_Exercise brief_: Copy out the stretch of the records from the line containing "of the white" through the line containing "point(195, 59)", both included, and nothing else.

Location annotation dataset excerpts
***
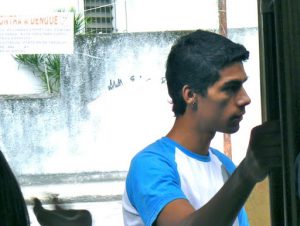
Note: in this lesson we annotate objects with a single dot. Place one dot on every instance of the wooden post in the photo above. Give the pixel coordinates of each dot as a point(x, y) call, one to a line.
point(223, 31)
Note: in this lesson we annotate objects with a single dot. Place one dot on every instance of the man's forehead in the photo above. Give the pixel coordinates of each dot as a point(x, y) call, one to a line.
point(231, 73)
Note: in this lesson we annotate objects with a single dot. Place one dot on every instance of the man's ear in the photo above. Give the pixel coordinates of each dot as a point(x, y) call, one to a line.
point(188, 95)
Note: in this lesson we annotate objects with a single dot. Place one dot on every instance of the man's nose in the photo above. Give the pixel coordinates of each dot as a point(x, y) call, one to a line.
point(243, 98)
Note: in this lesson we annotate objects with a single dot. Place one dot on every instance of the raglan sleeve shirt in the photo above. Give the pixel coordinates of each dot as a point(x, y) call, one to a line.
point(152, 182)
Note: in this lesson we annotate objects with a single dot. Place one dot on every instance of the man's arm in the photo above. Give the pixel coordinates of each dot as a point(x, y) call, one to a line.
point(263, 154)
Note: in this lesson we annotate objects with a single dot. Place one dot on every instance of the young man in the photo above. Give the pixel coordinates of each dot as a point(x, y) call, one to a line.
point(179, 179)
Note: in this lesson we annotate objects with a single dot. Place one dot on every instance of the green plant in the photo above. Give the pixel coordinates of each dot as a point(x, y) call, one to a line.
point(47, 66)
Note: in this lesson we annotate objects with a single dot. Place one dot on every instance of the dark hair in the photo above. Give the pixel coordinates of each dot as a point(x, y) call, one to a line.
point(195, 60)
point(13, 209)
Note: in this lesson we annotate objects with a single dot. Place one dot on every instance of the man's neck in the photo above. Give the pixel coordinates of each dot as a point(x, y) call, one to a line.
point(195, 141)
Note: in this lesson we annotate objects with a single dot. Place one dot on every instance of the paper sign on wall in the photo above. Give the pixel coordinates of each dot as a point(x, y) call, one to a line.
point(37, 34)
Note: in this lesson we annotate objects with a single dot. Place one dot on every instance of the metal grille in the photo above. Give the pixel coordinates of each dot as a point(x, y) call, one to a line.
point(101, 16)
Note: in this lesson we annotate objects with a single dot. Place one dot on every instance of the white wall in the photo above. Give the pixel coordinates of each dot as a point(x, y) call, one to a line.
point(155, 15)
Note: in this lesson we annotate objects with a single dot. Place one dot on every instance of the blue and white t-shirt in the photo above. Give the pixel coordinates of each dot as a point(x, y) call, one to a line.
point(165, 171)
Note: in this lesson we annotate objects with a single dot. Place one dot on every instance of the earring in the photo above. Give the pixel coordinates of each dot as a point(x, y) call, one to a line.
point(194, 106)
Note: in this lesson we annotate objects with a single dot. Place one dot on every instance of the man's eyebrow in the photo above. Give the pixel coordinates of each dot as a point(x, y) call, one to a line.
point(236, 81)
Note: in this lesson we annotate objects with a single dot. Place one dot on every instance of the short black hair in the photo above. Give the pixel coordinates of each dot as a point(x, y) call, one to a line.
point(195, 59)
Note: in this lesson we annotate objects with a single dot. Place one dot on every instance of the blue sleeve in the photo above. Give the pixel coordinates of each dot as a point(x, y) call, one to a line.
point(152, 182)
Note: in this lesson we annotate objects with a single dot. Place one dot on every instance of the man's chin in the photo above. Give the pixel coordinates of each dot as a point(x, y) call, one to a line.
point(231, 129)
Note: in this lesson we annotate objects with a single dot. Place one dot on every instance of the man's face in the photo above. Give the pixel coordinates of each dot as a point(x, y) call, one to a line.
point(222, 108)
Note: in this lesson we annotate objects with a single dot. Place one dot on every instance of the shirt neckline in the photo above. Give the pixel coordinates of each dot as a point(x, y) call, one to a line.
point(203, 158)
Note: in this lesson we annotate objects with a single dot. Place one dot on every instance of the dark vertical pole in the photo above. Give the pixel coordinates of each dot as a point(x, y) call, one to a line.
point(287, 14)
point(280, 70)
point(270, 102)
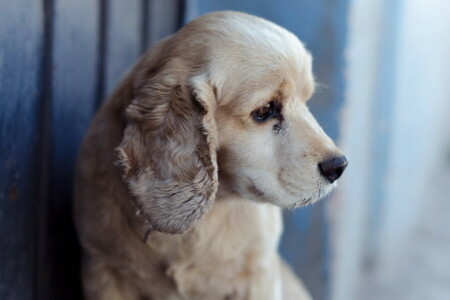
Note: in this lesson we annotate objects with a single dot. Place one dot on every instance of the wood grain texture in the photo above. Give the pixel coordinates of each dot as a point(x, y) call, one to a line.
point(123, 40)
point(75, 59)
point(21, 30)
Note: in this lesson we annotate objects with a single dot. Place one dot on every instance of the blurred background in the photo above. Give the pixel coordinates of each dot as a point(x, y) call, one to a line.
point(382, 68)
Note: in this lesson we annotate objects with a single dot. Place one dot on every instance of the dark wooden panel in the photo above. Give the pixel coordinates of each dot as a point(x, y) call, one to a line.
point(21, 31)
point(164, 18)
point(74, 91)
point(123, 39)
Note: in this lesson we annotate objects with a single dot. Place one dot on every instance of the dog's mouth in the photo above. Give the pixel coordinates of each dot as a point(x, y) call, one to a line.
point(318, 195)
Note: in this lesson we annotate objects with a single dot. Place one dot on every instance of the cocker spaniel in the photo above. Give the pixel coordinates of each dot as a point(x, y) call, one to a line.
point(183, 172)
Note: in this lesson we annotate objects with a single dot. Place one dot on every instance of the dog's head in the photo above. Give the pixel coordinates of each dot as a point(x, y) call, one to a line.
point(227, 94)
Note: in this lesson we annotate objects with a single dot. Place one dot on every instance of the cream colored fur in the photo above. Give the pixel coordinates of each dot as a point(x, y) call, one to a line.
point(178, 189)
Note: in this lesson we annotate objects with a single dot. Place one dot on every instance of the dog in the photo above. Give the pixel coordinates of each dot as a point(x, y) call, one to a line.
point(183, 173)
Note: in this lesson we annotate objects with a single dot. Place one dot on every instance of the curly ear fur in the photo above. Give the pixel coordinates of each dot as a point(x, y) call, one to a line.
point(168, 154)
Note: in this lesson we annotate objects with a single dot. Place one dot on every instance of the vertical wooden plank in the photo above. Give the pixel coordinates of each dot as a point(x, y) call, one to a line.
point(123, 39)
point(321, 25)
point(164, 18)
point(21, 32)
point(74, 89)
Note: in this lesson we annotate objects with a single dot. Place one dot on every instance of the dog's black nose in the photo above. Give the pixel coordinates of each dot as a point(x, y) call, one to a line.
point(332, 168)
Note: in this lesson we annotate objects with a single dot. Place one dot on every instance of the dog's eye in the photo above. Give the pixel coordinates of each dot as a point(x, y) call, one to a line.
point(267, 112)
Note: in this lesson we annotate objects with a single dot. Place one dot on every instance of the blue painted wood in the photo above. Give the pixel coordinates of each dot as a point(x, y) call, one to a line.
point(74, 90)
point(123, 39)
point(164, 18)
point(21, 30)
point(321, 25)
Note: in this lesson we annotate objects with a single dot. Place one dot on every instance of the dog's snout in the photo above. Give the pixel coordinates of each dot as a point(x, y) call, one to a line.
point(332, 168)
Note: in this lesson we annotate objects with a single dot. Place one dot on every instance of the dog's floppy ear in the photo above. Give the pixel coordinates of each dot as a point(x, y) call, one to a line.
point(168, 152)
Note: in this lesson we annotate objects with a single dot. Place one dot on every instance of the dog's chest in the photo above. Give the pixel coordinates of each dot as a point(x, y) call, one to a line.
point(230, 252)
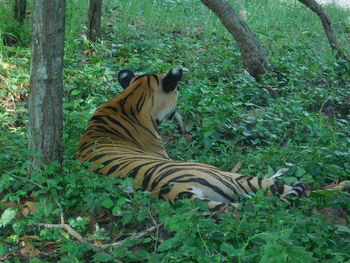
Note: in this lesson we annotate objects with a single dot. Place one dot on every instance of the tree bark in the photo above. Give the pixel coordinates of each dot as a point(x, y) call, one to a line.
point(253, 56)
point(94, 20)
point(327, 25)
point(46, 82)
point(19, 10)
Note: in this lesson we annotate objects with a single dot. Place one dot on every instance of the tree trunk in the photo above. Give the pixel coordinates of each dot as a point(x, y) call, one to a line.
point(94, 22)
point(19, 10)
point(253, 56)
point(46, 82)
point(327, 25)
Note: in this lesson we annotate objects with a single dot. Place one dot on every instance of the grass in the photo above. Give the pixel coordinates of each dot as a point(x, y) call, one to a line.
point(304, 128)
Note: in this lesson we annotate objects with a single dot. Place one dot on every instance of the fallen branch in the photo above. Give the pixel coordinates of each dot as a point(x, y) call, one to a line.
point(41, 187)
point(270, 88)
point(134, 236)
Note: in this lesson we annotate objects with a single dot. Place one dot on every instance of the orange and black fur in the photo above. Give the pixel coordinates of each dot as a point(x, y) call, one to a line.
point(123, 139)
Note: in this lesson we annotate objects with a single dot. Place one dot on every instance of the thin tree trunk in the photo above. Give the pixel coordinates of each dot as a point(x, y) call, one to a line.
point(46, 82)
point(327, 25)
point(253, 56)
point(19, 10)
point(94, 22)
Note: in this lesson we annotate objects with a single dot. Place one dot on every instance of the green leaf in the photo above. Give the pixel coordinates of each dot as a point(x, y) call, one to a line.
point(107, 203)
point(3, 250)
point(300, 172)
point(101, 257)
point(230, 250)
point(166, 245)
point(7, 216)
point(343, 229)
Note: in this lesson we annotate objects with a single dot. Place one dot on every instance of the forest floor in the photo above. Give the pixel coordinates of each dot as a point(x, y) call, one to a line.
point(341, 3)
point(300, 124)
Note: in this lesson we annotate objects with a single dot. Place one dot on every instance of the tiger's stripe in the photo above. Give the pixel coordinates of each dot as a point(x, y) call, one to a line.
point(122, 139)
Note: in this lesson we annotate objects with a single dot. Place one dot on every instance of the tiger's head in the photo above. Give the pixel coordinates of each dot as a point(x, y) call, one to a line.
point(154, 94)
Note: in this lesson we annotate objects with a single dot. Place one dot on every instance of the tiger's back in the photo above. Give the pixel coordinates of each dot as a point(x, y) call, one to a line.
point(122, 139)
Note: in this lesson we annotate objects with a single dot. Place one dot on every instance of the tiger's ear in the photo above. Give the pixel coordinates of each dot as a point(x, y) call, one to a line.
point(124, 77)
point(171, 79)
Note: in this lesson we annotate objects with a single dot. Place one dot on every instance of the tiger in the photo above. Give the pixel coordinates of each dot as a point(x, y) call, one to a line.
point(122, 139)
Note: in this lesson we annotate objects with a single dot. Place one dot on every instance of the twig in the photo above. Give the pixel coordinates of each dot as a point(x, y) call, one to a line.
point(41, 187)
point(270, 88)
point(24, 179)
point(73, 233)
point(135, 236)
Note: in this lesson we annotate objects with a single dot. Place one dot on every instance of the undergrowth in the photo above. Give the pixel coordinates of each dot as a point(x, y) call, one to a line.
point(229, 118)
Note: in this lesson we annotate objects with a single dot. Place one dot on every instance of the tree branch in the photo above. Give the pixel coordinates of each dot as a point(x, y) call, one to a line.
point(327, 25)
point(134, 236)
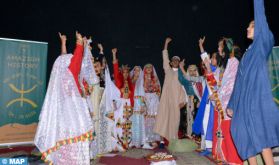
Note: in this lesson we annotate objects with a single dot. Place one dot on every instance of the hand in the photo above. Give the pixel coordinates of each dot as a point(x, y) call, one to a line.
point(114, 50)
point(230, 112)
point(78, 37)
point(182, 64)
point(100, 46)
point(212, 98)
point(181, 105)
point(207, 64)
point(168, 40)
point(201, 41)
point(63, 38)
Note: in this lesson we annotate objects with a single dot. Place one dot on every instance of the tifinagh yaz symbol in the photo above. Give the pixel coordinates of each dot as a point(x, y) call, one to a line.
point(22, 98)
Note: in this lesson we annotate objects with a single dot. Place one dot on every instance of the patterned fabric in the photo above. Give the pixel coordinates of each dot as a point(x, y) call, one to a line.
point(67, 114)
point(152, 105)
point(222, 141)
point(95, 98)
point(152, 89)
point(138, 131)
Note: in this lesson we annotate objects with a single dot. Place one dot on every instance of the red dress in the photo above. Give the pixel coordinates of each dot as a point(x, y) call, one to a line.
***
_Response to the exercise_:
Note: in this lesson we annotate objects with a single dot. Place one dot on every instance of the white wall in the photo above. Give the pixel coordinates of each dot as a point(x, y) call, one to a line.
point(155, 15)
Note: in this lesson we annotate objects with a single dot. Place one dot on every instance of the blue and white t-shirt in the photo above. Give the pixel coordinates of each dot as a point(x, y) call, one to a line.
point(165, 171)
Note: in this lesson we annotate objects with a single dot. Place one dot on every instance of the earring in the photo above. Give the pixel coordinates of each dot as a point(x, y) call, one to a line.
point(194, 106)
Note: in this lesson we annotate objects with a single dot. Place one dot on every instance of the man's eyebrow in the photo above. Give the pixel coordinates of each dot as a point(x, y) call, one to a line.
point(236, 81)
Note: in this lesson we annotate objects with a single dot. Place one dot on every instance of the short black hair in the photo above. Give the pixel coordinates of each dot as a point(x, y) call, one to a line.
point(195, 59)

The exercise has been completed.